*** Supplied text ***
The commission oversees the adoption and implementation of the National Development Plan (NDP), which has largely been gathering dust since it was adopted in 2012.

The original NDP had wide-ranging targets to be realised by 2030. One ambitious target was to grow the economy by at least 5% through, among other things, reducing the cost of regulatory compliance, increasing support to small businesses, and ramping up the government’s investments in public infrastructure to boost exports in mining, manufacturing, agriculture and agroprocessing. 

Among the NPC’s priorities is energy reform and it has called on the government to immediately prioritise new electricity generation that can be brought on to the grid. However, the rolling blackouts have arguably made the NDP’s targets unattainable. 

“The NPC has consistently emphasised that the goals of the NDP cannot be achieved without energy security. South Africa has suffered load shedding since 2008, which has, in turn, constrained many developmental policies and strategies,” the NPC, chaired by Minister in the Presidency Mondli Gungubele, said in a statement on Wednesday. 

But the NPC wants to turn the situation around with new energy reform proposals. 

The commission has called for 10,000MW of wind and solar power, and 5,000MW of battery storage to be built as an urgent priority. In some cases, this will require the circumventing or lifting of current regulatory requirements.

Some of the current regulations inhibit the swift generation of new electricity, calling for adherence to Black Economic Empowerment and local procurement requirements. 

The NPC said solar and wind power projects can be built rapidly within two to three years – if current regulations are relaxed.
*** Given data ***
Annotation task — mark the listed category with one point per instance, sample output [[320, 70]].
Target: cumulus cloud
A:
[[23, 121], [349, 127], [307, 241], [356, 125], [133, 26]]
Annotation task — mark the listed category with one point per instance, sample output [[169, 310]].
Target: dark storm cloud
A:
***
◆ Short task A
Output part of the National Planning Commission passage word for word, starting with "The commission oversees" and going on through "NDP’s targets unattainable.".
◆ Short task B
Summarize the National Planning Commission passage in two sentences.
◆ Short task C
Answer these questions from the National Planning Commission passage, one per line:
(i) In what year was the National Development Plan adopted?
(ii) Since what year has South Africa suffered load shedding?
(iii) Who chairs the National Planning Commission?

◆ Written response A
The commission oversees the adoption and implementation of the National Development Plan (NDP), which has largely been gathering dust since it was adopted in 2012.

The original NDP had wide-ranging targets to be realised by 2030. One ambitious target was to grow the economy by at least 5% through, among other things, reducing the cost of regulatory compliance, increasing support to small businesses, and ramping up the government’s investments in public infrastructure to boost exports in mining, manufacturing, agriculture and agroprocessing. 

Among the NPC’s priorities is energy reform and it has called on the government to immediately prioritise new electricity generation that can be brought on to the grid. However, the rolling blackouts have arguably made the NDP’s targets unattainable.

◆ Written response B
The National Planning Commission, which oversees the National Development Plan adopted in 2012, says the plan's goals cannot be achieved without energy security, and rolling blackouts have arguably made those targets unattainable. It has called for 10,000MW of wind and solar power and 5,000MW of battery storage to be built as an urgent priority, saying such projects can be built within two to three years if current regulations are relaxed.

◆ Written response C
(i) 2012
(ii) 2008
(iii) Minister in the Presidency Mondli Gungubele